[Saved data entries]
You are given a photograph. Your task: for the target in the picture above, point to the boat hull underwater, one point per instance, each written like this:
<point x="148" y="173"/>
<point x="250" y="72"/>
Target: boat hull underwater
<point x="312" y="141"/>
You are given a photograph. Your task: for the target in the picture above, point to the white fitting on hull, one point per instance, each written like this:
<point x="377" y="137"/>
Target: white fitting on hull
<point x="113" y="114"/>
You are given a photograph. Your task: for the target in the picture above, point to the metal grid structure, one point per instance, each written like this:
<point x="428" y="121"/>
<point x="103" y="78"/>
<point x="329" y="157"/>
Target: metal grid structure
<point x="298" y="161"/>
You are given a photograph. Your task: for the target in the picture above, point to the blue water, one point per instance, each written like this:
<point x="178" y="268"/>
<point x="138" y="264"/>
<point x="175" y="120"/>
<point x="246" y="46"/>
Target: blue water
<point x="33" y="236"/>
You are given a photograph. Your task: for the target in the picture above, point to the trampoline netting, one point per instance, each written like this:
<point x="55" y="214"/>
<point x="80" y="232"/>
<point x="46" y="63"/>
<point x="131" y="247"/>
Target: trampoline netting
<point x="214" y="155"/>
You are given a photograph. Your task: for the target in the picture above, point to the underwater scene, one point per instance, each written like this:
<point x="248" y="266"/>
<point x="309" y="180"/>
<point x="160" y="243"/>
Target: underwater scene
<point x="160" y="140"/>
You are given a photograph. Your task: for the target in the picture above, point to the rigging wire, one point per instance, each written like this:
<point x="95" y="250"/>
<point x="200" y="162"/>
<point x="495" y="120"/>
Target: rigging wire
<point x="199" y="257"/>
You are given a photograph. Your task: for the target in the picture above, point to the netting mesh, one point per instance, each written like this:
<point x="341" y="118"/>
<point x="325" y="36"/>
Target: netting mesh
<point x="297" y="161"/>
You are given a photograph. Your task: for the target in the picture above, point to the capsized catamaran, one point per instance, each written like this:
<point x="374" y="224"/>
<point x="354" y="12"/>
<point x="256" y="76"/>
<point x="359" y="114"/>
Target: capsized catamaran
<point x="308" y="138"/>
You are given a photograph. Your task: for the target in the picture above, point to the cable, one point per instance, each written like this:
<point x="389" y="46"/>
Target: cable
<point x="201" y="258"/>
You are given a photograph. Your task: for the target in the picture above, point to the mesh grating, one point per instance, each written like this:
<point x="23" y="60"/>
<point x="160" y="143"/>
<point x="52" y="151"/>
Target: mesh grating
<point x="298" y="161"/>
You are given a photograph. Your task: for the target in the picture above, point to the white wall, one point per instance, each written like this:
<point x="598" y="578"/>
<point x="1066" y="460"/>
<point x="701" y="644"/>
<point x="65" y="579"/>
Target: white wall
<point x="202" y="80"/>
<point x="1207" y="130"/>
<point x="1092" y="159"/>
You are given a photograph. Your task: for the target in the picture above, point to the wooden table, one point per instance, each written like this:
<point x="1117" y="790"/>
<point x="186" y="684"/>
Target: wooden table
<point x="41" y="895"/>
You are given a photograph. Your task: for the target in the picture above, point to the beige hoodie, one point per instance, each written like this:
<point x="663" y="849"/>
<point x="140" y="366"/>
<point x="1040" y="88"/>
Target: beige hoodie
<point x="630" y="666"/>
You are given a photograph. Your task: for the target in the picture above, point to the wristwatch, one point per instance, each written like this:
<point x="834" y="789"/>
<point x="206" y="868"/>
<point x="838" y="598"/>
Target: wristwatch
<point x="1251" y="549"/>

■ What you need to do ■
Give back the lines above exactly, from the one with "to the beige" through the last line.

■ Finished exercise ■
You are given a photograph. Your task: for the target in the picture above, point to the beige hoodie, one point per instance, each written like this:
<point x="663" y="849"/>
<point x="140" y="366"/>
<point x="1040" y="88"/>
Target: beige hoodie
<point x="630" y="666"/>
You are given a photograph. Your task: for the target in the picture above, point to the wristwatch, one point per instance, each written like this:
<point x="834" y="789"/>
<point x="206" y="868"/>
<point x="838" y="598"/>
Target: wristwatch
<point x="1251" y="549"/>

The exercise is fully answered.